> [Task brief] Recast the material below as a Markdown table with the columns "Row" and "Line Text," numbering each line and leaving out blank lines and pictures.

[[ Material supplied open ]]

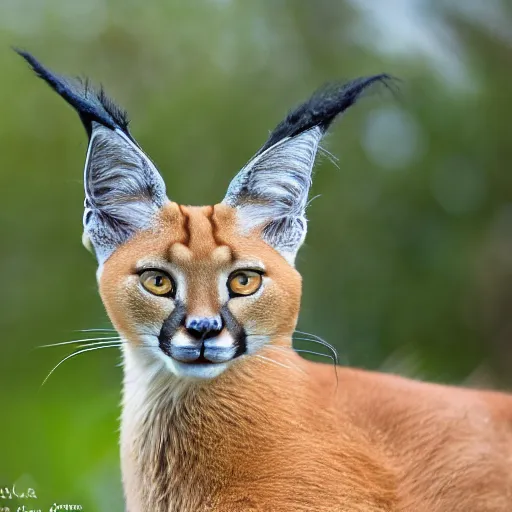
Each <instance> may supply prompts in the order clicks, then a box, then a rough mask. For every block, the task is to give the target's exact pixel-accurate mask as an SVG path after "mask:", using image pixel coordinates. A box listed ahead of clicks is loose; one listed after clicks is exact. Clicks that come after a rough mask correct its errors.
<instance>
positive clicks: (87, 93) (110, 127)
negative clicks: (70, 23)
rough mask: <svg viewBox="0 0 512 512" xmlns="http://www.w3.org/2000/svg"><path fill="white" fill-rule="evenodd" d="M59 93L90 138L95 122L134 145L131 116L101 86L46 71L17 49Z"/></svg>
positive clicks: (49, 84)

[[ Material supplied closed ]]

> [Solution to the exercise]
| Row | Line Text |
|---|---|
| 1 | Each <instance> may supply prompts in the order clicks, then a box, then a rough mask. For every block, the task is to give the target's exact pixel-accurate mask as an SVG path after "mask:", using image pixel coordinates. A box listed ahead of clicks is loose; one listed after clicks is exact. Clicks that come after a rough mask correct its errors. |
| 2 | <instance> |
| 3 | positive clicks: (87, 93) (110, 127) |
| 4 | negative clicks: (70, 23) |
| 5 | rough mask: <svg viewBox="0 0 512 512" xmlns="http://www.w3.org/2000/svg"><path fill="white" fill-rule="evenodd" d="M59 93L90 138L95 122L134 145L131 116L101 86L46 71L17 49Z"/></svg> |
| 6 | positive clicks: (49, 84) |